TEXT SECTION »
Gregory Mark Kovacs (December 16, 1968 – November 22, 2013) was a Canadian IFBB professional bodybuilder. According to Canadian bodybuilding publication, Muscle Insider, Kovacs retired from competitive bodybuilding in 2005 to start his own business and coach competitive athletes.

Early life
Kovacs was born and raised in Niagara Falls, Ontario, Canada. He studied electrical engineering for one year in college, played travelling hockey and soccer before concentrating on his bodybuilding pursuits.

Bodybuilding

In the latter half of the 1990s, Greg Kovacs was the largest pro bodybuilder. According to Muscle Insider, his height: 6'4", he had an off-season weight of 420 pounds and Contest weight was 330 pounds, his arms measured 25 inches, his chest 70 inches, and his legs 35 inches. He has been reported to have developed over 27 inch arms in the prime of his career. Kovacs earned his IFBB Pro Card in 1996. In June 1997, he appeared on the cover of Flex magazine. His highest professional bodybuilding placing was 13th at the 2004 Arnold Classic.

DATASET EXCERPTS »
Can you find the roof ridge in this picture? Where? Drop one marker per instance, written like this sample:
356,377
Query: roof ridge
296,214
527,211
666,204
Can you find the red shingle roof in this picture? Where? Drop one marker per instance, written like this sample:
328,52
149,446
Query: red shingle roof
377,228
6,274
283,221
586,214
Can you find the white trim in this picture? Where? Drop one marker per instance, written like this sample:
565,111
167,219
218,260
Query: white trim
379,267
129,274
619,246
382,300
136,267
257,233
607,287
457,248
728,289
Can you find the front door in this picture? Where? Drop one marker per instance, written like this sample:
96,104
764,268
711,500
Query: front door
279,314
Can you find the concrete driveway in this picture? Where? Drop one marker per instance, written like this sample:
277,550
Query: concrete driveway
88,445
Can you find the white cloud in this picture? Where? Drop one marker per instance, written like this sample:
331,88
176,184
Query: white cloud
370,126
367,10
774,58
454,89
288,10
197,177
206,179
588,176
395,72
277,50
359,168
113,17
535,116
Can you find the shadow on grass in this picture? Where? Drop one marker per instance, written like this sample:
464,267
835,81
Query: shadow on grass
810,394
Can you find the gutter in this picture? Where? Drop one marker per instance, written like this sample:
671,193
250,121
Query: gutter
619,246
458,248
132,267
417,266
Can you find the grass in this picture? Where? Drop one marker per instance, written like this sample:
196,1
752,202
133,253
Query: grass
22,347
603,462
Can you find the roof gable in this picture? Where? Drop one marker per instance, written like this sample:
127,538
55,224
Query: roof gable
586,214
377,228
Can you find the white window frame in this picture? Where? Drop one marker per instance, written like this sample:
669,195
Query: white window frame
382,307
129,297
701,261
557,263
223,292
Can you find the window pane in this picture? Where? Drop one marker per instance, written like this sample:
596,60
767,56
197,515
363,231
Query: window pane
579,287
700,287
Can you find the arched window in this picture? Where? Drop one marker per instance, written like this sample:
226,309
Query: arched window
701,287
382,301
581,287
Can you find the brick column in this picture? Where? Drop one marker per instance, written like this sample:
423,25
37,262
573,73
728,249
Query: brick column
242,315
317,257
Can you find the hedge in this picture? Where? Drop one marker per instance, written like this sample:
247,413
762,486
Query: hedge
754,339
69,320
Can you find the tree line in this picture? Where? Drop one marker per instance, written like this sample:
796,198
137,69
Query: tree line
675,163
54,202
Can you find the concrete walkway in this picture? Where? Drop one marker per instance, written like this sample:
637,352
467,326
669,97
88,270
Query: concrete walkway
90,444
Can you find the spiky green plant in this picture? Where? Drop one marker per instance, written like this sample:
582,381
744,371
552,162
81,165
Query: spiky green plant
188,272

AIM 1 »
Answer these questions using the Greg Kovacs biography.
(a) According to Muscle Insider, in what year did Kovacs retire from competitive bodybuilding?
(b) What did Kovacs study for one year in college?
(c) What was his highest professional bodybuilding placing?
AIM 2 »
Reproduce the part of the Greg Kovacs biography that begins at the words "In the latter" and stops after "2004 Arnold Classic.".

CORRECT RESULT 1 »
(a) 2005
(b) Electrical engineering
(c) 13th at the 2004 Arnold Classic

CORRECT RESULT 2 »
In the latter half of the 1990s, Greg Kovacs was the largest pro bodybuilder. According to Muscle Insider, his height: 6'4", he had an off-season weight of 420 pounds and Contest weight was 330 pounds, his arms measured 25 inches, his chest 70 inches, and his legs 35 inches. He has been reported to have developed over 27 inch arms in the prime of his career. Kovacs earned his IFBB Pro Card in 1996. In June 1997, he appeared on the cover of Flex magazine. His highest professional bodybuilding placing was 13th at the 2004 Arnold Classic.